RECORDS FOR THE TASK.
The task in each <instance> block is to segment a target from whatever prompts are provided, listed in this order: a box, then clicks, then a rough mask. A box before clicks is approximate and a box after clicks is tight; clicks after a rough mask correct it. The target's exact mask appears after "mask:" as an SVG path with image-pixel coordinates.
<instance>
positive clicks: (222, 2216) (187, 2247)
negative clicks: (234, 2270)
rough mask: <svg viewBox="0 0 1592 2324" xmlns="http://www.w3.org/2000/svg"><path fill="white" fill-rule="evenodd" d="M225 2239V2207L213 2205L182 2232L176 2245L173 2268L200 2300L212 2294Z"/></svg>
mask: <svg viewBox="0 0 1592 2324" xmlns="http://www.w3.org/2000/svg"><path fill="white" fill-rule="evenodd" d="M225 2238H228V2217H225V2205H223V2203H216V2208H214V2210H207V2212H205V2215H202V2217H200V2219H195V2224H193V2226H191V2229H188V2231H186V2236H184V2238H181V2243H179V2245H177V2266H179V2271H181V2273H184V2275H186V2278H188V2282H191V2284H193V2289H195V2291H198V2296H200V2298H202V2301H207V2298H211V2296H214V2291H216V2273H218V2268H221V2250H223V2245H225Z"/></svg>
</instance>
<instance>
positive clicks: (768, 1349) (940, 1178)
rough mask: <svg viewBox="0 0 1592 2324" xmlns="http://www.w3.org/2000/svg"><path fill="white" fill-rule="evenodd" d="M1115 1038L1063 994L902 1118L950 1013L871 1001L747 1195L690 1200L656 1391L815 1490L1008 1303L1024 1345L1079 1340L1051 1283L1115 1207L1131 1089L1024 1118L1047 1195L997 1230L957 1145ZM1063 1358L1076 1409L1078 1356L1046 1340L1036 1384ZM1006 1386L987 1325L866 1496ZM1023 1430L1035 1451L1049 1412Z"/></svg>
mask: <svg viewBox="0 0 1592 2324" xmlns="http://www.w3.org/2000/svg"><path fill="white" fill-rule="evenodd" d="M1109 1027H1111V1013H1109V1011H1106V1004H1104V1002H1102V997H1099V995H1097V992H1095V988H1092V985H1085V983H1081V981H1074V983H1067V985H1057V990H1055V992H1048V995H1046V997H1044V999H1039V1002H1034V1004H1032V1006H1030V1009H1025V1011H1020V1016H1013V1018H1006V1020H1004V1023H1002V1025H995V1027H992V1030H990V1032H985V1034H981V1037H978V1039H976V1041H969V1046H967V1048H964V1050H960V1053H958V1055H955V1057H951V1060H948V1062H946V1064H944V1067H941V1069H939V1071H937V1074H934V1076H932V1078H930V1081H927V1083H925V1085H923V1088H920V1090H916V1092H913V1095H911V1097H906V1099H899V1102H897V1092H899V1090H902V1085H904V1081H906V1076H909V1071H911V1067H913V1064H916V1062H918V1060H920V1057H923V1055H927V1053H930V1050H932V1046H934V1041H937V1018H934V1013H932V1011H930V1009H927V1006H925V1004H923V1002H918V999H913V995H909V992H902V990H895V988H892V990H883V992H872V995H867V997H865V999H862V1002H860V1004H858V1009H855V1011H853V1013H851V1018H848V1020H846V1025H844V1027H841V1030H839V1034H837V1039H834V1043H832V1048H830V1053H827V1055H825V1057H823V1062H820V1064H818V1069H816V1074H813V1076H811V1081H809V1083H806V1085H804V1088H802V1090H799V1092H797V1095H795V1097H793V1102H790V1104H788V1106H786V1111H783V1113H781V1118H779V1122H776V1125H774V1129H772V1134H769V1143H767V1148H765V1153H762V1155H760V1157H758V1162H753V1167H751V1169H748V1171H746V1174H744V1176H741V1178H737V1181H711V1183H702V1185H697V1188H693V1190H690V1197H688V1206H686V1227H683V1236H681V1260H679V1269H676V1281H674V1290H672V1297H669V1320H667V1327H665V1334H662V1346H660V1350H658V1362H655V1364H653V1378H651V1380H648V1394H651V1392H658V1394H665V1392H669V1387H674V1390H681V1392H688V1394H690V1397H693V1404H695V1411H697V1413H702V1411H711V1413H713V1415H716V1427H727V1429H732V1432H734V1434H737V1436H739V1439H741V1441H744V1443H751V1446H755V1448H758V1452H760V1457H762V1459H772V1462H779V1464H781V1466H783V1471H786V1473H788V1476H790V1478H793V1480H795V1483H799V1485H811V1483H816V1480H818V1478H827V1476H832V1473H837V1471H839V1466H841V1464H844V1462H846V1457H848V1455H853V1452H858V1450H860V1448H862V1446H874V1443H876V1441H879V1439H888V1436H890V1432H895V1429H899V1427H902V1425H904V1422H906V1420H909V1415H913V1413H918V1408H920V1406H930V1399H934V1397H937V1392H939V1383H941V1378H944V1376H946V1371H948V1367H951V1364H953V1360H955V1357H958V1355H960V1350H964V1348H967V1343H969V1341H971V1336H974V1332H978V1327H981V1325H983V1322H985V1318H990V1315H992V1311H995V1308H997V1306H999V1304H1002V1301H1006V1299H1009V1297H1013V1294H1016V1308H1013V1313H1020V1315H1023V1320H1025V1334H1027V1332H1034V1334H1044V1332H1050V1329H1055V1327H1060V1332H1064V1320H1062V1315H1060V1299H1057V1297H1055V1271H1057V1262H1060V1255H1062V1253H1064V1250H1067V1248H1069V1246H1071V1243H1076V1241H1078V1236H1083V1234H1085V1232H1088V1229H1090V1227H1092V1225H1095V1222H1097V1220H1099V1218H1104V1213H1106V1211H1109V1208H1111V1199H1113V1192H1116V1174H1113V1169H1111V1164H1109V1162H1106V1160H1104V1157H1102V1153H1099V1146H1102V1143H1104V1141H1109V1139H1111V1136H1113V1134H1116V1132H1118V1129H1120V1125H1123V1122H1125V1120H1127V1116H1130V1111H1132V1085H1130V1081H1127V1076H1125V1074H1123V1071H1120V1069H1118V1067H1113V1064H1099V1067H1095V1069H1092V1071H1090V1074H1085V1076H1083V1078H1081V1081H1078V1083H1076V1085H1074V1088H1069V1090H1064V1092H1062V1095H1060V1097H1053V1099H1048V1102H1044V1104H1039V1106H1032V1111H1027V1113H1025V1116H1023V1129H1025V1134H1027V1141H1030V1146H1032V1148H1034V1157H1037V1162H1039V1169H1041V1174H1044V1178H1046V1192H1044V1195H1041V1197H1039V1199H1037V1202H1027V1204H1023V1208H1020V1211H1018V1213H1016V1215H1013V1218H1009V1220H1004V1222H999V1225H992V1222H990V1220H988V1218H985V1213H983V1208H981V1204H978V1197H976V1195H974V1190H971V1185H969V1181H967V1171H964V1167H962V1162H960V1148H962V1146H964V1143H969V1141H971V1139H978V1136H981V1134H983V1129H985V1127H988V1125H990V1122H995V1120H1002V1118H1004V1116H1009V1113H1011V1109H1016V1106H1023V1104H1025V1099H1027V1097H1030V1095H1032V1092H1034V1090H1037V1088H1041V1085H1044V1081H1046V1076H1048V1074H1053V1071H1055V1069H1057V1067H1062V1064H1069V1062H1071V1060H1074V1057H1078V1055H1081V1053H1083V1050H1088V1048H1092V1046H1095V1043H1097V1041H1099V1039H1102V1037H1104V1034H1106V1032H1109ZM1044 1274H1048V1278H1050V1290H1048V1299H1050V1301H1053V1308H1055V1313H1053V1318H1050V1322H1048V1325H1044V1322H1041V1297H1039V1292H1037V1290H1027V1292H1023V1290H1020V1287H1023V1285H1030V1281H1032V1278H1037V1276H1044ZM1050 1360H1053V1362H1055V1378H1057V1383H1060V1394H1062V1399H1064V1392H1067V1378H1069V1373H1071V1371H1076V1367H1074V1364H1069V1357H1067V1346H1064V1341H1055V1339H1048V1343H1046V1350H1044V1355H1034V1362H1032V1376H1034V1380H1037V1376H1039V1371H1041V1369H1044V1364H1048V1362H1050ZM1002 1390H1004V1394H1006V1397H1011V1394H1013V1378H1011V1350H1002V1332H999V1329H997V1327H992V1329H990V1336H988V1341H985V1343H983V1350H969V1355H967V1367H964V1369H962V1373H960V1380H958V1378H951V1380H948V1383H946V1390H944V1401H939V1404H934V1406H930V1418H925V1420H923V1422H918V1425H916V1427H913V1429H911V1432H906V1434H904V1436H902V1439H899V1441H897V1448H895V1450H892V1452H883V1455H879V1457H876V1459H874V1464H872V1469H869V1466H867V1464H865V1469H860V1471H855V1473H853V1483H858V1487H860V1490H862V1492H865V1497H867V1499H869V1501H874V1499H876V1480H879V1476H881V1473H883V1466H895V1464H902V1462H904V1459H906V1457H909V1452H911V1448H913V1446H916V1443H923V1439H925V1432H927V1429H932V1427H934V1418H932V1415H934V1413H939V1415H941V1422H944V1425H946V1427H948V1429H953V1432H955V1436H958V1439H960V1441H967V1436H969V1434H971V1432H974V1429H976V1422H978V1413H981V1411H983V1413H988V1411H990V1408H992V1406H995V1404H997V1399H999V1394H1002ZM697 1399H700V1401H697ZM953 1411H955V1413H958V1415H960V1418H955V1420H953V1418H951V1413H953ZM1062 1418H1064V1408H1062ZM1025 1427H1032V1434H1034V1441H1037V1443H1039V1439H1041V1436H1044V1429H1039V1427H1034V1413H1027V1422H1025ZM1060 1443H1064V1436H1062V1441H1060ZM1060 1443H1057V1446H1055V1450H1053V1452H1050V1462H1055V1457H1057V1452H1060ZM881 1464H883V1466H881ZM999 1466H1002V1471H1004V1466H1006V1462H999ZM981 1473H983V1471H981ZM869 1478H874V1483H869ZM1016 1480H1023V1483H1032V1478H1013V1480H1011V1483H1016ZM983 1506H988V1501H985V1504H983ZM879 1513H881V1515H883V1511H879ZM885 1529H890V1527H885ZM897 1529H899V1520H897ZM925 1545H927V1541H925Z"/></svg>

TASK ITEM. Which lines above contain the string "positive" with matching case? Copy each of those lines in full.

WORKED SOLUTION.
positive clicks: (222, 2216) (187, 2247)
positive clicks: (768, 1349) (940, 1178)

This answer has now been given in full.